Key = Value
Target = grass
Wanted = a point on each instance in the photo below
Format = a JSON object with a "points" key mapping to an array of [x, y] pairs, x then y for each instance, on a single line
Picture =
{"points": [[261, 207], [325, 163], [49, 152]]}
____________________
AIM:
Present all of the lines above as a numbered list, leaving out any blank lines.

ANSWER TO THIS PROBLEM:
1. Key = Value
2. Target = grass
3. Wanted = a point on each instance in the photo below
4. Format = a JSON object with a "points" key mapping to an array of [x, y] pairs, x then y for each instance, on a single line
5. Picture =
6. {"points": [[261, 207], [325, 163], [49, 152]]}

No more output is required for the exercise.